**TEXT PROVIDED**
# # # # # # #

No, I think that it is closer to I don't know, but end of the world explicitly but dramatically increasing the probability that we have the end of the world. Oh, in what sense? So I know many of your listeners may be caring about sort of risks or catastrophic risks. And this is actually risks are existential risks like risks to the survival of humanity.

[00:32:15]

Yeah, and I would probably put it this more in sort of the the catastrophic risk camp or at least the indirect catastrophic or existential risk. And not only that, I put it in sort of the urgent category of that, where you have a very, very limited window. A way to think about this is that new communications media. Often destabilize societies more broadly, so think about the printing press and the ways in which Europe was basically engulfed in war for like hundreds of years.

[00:32:45]

You can think about radio and the connection between that and things like World War Two and the ways in which radio was able to create this sort of new type of nationalism to some extent. And then there's lots of caveats to this nuance. And, you know, I can't express it in the two minutes here. But new communication media affect how people organize, talk to people, make sense of the world, and they affect the resulting societal stability. And we're also living in a world now where let's say stability isn't quite as quite where it was, where individuals can have far more influence on sort of the overall stability of the world and where you have a whole bunch of really tricky challenges up ahead within the next five to 20 years that could easily derail even a very, very well functioning civilization.

[00:33:35]

So you're in this environment and now you're making everyone dumber, you're making them less capable of handling it both at an individual level and a societal level you can think about this is sort of your like you got you're like civilization driving its car down the road and now it's starting to take LSD. And it's like seeing the hallucinations all over the place. And it's still trying to drive this going to some level, some amount of LSD or some kind of like of hallucination that you can still sort of drive without crashing.

[00:34:07]

But there's going to be some level where you can and we're we're just increasing that as we speed that car up, as the road gets windier, as more obstacles show up on that road. And so that that's sort of the the sort of broad framework for why our ability to make sense of the world is so crucial. And one very vivid metaphor.

[00:34:28]

I can feel my heart rate, everything. Well, one additional sort of even level on top of that is really relating to that is this international cooperation is going to be really crucial to handle some of the other sort of catastrophic risk that we'd be expecting over the next five to 15 years.

[00:34:43]

And how does international cooperation work in a world of increasing misinformation, sensationalism, tribalism, where those who provide misinformation are more likely to succeed, where are more likely to be attacking things that aren't there, then attacking things that are and actually handling real challenges? What's the chance that we can actually get a lot of the most powerful countries in the world to agree to handle a real problem if they're all just saying everyone else is bad? And that's one of the things that has resulted from the rise of misinformation more broadly.

# # # # # # #

**REQUIRED ACTIONS**
- 1) List everything that the transcript on misinformation says new communication media affect.
- 2) Answer these questions from the transcript on misinformation:
(a) Which communication medium does the speaker connect to Europe being engulfed in war for hundreds of years?
(b) What substance does civilization start to take in the speaker's driving metaphor?
(c) Over what span of years does the speaker expect the catastrophic risks that international cooperation will be crucial to handle?
- 3) Pick up the transcript on misinformation after its last sentence and continue it.

# # # # # # #

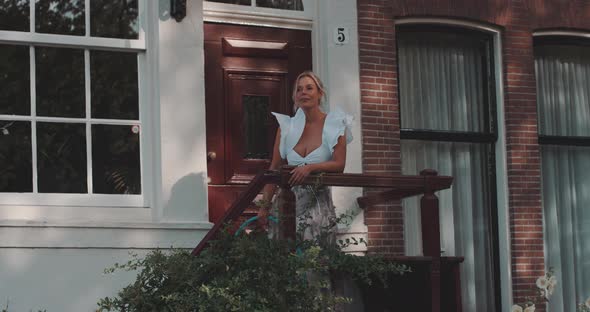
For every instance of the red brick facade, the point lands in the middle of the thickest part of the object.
(516, 20)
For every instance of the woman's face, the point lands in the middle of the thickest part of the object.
(308, 95)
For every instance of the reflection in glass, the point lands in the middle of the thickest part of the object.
(113, 81)
(240, 2)
(65, 17)
(61, 158)
(15, 97)
(16, 174)
(14, 15)
(60, 82)
(115, 159)
(294, 5)
(114, 19)
(256, 125)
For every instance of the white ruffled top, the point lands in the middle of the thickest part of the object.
(337, 123)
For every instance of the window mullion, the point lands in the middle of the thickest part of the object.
(33, 87)
(87, 89)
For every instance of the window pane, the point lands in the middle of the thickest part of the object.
(566, 177)
(61, 158)
(114, 85)
(465, 212)
(441, 79)
(16, 173)
(296, 5)
(65, 17)
(115, 159)
(14, 15)
(60, 82)
(241, 2)
(15, 96)
(563, 88)
(256, 125)
(114, 18)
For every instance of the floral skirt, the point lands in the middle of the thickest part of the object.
(314, 211)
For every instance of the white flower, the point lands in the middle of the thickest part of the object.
(516, 308)
(542, 282)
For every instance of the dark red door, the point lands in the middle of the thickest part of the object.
(249, 72)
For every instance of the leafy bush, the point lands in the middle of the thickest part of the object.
(245, 273)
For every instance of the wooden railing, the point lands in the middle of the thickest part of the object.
(393, 188)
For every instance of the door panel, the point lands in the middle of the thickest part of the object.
(248, 74)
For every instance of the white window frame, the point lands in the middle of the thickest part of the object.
(146, 13)
(260, 16)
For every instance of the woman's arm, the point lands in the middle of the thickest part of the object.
(336, 164)
(275, 164)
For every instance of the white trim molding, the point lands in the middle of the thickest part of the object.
(258, 16)
(564, 33)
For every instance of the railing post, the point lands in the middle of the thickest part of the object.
(287, 224)
(431, 235)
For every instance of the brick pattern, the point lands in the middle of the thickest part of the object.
(524, 169)
(380, 120)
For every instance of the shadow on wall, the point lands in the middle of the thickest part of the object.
(164, 10)
(188, 200)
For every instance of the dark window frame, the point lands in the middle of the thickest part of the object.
(489, 136)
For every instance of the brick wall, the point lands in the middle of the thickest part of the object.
(517, 19)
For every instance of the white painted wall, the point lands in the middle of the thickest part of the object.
(52, 257)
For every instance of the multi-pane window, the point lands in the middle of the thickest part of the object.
(447, 124)
(562, 69)
(69, 99)
(295, 5)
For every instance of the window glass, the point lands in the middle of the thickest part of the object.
(256, 125)
(443, 77)
(61, 157)
(60, 82)
(444, 94)
(113, 81)
(16, 173)
(14, 15)
(115, 19)
(64, 17)
(295, 5)
(115, 159)
(15, 96)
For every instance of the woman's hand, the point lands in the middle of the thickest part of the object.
(299, 174)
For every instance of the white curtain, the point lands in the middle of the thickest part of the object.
(563, 87)
(441, 88)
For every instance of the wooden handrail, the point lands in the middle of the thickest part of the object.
(397, 187)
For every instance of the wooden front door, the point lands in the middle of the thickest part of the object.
(249, 73)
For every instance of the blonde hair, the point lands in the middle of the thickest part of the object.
(316, 80)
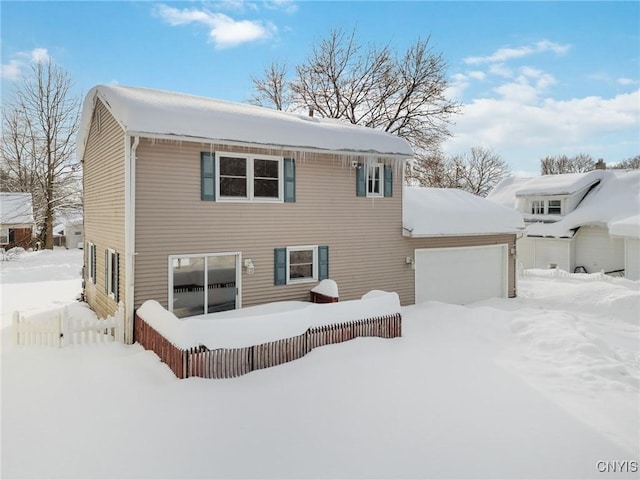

# # # # # # #

**ANSWERS**
- 1)
- How people organize
- How people talk to people
- How people make sense of the world
- The resulting societal stability

- 2)
(a) The printing press.
(b) LSD.
(c) The next five to 15 years.

- 3)
[00:35:15]

Is there anything that you would recommend our listeners do if they want to get involved or find out more about the problem and and how you're thinking about tackling it?

[00:35:24]

Yeah, I definitely hope that people take this problem seriously. And if you're in one of these platforms, think about how you might build your system to mitigate that, mitigate some of these challenges. If you're interested in sort of contributing to efforts to address sort of misinformation writ large, both in its current form and in its future synthetic media form, you know, definitely reach out. There's many ways to contribute to sort of addressing these challenges. Yeah, feel free to to contact me.

[00:35:56]

And there's a number of other organizations that are sort of forming in this space to take these challenges on.

[00:36:01]

Do you want to give an email address or a website?

[00:36:03]

Yeah, you can reach me at Vyborg Me or on Twitter at Meadowview, MTA, Vivie. Right.

[00:36:11]

And the Veev, before I let you go, as you know, I like to ask all of my guests to nominate a source like a book or a blog or or other person who they have substantial disagreements with. But nevertheless, I think it's valuable to read or engage with. What would your pick be? So I'm going to say that both Tim and Dana Boyd are both amazing people, all of whom I also have disagreements with specific aspects of the way in which they think about this problem.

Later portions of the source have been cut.